Set problem: Quote every one of the rows below word for word, leaving out the pictures.

Listed entries:
○ ○ ○ ○ ○ ○ ○

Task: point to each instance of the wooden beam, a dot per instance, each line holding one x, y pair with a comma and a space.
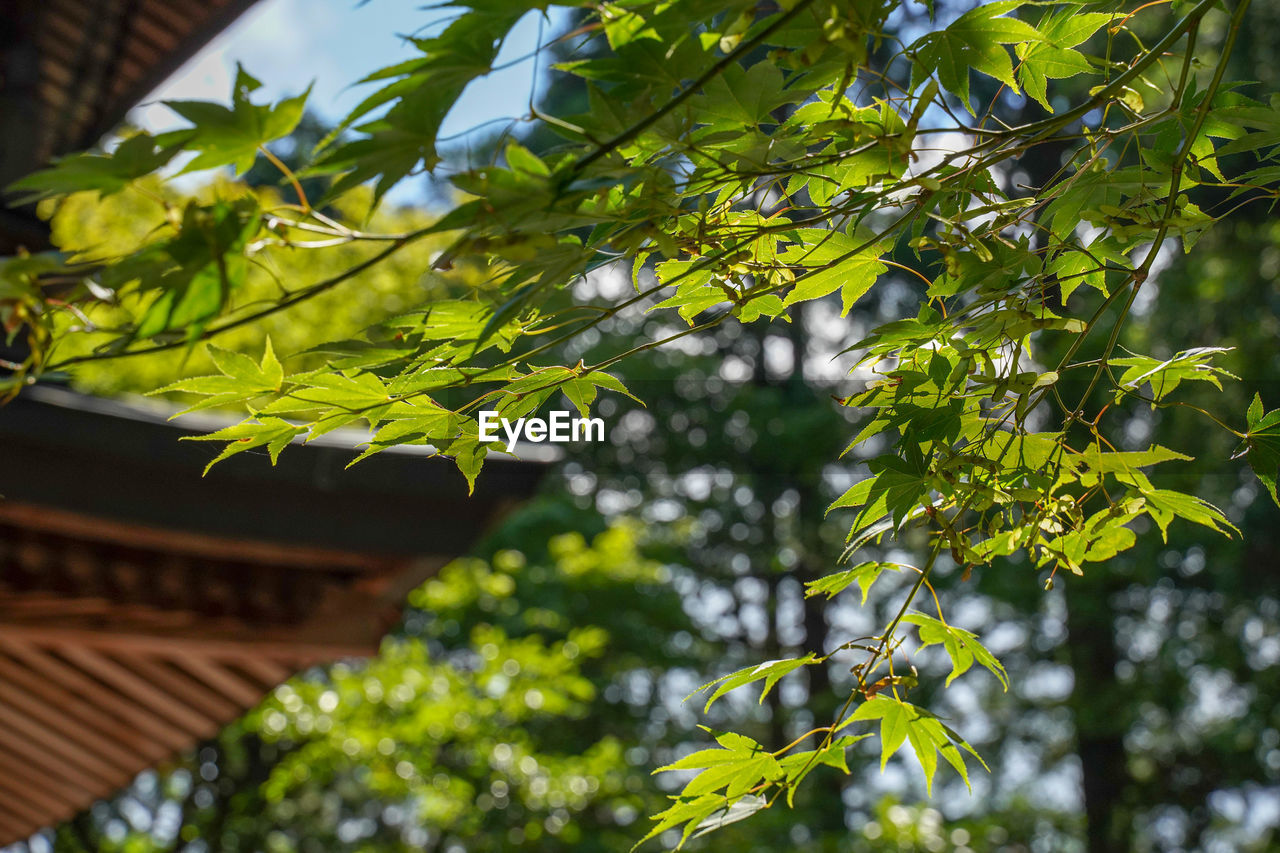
224, 644
109, 701
13, 828
118, 739
269, 673
39, 766
183, 688
37, 802
223, 680
86, 761
193, 544
126, 682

○ ○ ○ ○ ○ ○ ○

Expected output:
Task: point to each instance of the wooden beam, a dot per instance, each line holding one x, y pair with a comma and a space.
224, 644
109, 701
13, 828
118, 739
269, 673
39, 766
183, 688
37, 802
223, 680
86, 761
193, 544
126, 682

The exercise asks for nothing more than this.